■ **TESTO SELEZIONATO**

L’infermiera impegnata al triage per l’accoglienza di un anziano con lussazione alla spalla, ha sentito urla e rumori dietro la porta dell’ambulatorio ed è andata subito a vedere se si trattava di una emergenza. Ma ha trovato un uomo molto robusto fuori di sé, che battendosi il peto con forza sosteneva di avere un infarto. In realtà l’agitazione e l’energia dell’uomo lasciavano chiaramente intendere che non avesse alcun problema cardiaco. Ha cercato di calmare l’uomo, dicendogli che si sarebbe occupata di lui dopo un minuto ma lui ha ricominciato a urlare ed è stato a quel punto che ha colpito l’infermiera con un pugno al volto e un calcio dritto al torace.
Altri infermieri sono accorsi e l’uomo è stato sottoposto ai controlli che chiedeva, che hanno però dato esito negativo. Andato via ancora più arrabbiato, l’uomo è tornato nella notte con un’ambulanza sostenendo ancora di avere un infarto. Fatti i controlli, però, come prima, non è risultato nulla. Adesso, probabilmente, dovrà fare i conti con la denuncia che l’infermiera è intenzionata a presentare. Ma sono in molti ad insistere sulla necessità di attivare un posto fisso di polizia al pronto soccorso a tutela degli operatori, ma anche degli stessi pazienti in attesa.
Il grave fatto di cronaca che ha visto coinvolta un’infermiera del Pronto Soccorso dell’Ospedale Maggiore di Parma mi vede costretto a tornare su un tema già affrontato diversi mesi fa e su cui, nonostante le sollecitazioni arrivate poi da più parti, non è mai stato attivata una seria riflessione: lo spostamento del posto di polizia e una vigilanza non adeguata.
Su questo problema erano state date ampie rassicurazioni, a partire dal fatto che il posto di polizia, che tutti eravamo abituati a vedere all’ingresso, era semplicemente stato posizionato a poche decine di metri di distanza e che, comunque, la vigilanza era garantita dal presidio lungo i corridoi da personale di vigilanza privata.

■ **ISTRUZIONI DA SEGUIRE**
In quale ospedale lavora l'infermiera aggredita, secondo il testo sull'aggressione al pronto soccorso? Le voci riportate qui non hanno alcun legame con il testo.

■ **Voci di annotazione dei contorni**
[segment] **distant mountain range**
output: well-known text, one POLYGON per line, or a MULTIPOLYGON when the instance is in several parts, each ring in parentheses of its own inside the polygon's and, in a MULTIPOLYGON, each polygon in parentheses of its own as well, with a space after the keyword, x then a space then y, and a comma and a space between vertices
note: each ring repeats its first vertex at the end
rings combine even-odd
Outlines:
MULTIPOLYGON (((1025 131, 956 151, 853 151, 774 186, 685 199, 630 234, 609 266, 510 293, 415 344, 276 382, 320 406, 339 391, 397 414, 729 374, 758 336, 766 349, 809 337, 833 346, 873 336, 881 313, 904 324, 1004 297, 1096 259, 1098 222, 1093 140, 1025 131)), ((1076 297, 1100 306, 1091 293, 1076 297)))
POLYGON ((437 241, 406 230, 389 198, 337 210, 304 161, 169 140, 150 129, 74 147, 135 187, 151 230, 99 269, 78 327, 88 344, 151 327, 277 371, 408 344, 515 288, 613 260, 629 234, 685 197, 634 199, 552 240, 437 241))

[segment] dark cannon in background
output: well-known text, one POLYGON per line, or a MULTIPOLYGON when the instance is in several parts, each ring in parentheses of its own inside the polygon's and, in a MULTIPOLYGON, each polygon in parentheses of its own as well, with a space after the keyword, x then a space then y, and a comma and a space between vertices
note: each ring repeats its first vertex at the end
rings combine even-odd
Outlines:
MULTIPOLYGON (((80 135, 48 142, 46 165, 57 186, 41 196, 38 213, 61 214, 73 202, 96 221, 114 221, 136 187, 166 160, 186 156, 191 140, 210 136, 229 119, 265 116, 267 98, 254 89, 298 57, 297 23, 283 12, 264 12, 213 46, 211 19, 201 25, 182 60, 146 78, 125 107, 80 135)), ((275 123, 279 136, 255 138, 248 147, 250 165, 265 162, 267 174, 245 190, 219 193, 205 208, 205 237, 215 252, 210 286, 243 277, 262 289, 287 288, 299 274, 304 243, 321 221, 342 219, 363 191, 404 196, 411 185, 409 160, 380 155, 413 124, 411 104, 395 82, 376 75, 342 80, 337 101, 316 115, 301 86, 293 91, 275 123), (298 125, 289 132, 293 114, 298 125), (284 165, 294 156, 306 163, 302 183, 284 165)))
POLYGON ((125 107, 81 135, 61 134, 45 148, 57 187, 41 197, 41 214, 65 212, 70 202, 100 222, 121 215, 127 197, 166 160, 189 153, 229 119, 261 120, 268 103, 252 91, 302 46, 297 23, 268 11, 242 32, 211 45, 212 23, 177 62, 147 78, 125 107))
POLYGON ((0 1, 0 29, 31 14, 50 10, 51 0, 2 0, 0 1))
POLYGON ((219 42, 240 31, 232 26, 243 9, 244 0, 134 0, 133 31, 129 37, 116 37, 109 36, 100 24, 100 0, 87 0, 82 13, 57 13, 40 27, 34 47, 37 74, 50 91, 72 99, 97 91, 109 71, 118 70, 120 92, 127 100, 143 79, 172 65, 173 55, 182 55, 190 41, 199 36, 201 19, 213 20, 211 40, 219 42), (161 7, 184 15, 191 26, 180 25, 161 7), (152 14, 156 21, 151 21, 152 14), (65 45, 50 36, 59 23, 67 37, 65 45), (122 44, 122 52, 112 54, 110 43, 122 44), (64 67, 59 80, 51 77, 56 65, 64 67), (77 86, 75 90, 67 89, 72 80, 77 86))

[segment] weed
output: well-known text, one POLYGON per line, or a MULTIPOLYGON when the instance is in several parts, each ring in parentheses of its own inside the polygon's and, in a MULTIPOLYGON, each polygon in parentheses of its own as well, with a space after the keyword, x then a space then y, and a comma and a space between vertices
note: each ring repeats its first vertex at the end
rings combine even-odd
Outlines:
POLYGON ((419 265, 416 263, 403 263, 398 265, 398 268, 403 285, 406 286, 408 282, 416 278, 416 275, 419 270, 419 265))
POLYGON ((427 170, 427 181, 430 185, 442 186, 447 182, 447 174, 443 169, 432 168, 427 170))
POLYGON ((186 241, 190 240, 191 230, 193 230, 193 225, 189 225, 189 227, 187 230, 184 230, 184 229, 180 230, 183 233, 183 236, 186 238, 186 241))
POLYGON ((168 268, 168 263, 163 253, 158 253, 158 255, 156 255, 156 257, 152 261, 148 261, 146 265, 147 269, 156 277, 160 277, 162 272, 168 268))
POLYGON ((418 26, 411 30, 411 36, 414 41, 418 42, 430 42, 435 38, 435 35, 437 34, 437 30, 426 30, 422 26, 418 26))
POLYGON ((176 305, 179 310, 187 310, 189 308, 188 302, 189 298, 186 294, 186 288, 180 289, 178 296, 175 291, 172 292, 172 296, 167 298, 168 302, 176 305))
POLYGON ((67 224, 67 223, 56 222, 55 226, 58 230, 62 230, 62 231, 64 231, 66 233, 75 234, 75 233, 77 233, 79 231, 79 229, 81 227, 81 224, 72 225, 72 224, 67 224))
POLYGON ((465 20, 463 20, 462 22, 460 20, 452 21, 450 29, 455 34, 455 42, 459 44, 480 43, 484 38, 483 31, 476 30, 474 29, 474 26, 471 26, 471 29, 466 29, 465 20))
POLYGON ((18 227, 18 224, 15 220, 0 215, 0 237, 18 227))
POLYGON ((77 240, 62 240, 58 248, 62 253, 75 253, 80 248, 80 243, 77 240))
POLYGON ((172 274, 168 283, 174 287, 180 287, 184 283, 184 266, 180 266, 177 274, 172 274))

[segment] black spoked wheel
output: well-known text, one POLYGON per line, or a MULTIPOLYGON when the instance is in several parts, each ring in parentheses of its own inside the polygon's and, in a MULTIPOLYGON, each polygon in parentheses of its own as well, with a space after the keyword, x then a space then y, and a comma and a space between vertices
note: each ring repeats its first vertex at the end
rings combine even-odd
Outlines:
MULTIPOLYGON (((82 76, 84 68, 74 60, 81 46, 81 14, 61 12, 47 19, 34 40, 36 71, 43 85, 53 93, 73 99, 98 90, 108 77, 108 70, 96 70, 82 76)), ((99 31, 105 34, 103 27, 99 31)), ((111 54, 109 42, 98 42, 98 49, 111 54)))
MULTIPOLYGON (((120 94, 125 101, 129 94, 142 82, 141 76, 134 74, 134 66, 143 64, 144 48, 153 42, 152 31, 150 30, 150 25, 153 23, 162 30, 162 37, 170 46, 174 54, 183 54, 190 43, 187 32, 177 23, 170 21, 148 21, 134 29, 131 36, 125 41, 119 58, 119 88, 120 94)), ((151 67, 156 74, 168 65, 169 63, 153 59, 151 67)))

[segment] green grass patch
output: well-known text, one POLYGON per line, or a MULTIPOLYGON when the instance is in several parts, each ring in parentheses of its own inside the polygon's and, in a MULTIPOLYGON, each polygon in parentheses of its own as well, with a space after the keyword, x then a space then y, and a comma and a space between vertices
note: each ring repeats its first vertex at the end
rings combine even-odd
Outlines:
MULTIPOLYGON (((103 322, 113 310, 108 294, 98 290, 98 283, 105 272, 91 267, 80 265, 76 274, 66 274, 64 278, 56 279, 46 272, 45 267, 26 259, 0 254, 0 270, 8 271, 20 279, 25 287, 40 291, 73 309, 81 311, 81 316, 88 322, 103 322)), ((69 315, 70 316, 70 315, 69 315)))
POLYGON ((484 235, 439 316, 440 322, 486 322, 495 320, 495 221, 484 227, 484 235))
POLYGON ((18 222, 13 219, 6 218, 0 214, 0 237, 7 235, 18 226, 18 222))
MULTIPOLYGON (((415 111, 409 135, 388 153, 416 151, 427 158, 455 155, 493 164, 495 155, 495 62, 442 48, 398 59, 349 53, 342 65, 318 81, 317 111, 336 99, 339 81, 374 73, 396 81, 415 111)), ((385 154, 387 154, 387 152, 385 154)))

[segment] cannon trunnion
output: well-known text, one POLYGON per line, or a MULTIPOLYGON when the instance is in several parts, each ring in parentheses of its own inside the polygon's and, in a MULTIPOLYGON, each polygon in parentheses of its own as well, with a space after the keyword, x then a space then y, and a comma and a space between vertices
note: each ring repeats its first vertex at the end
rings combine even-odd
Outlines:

■ **RISPOSTA**
Lavora al Pronto Soccorso dell'Ospedale Maggiore di Parma.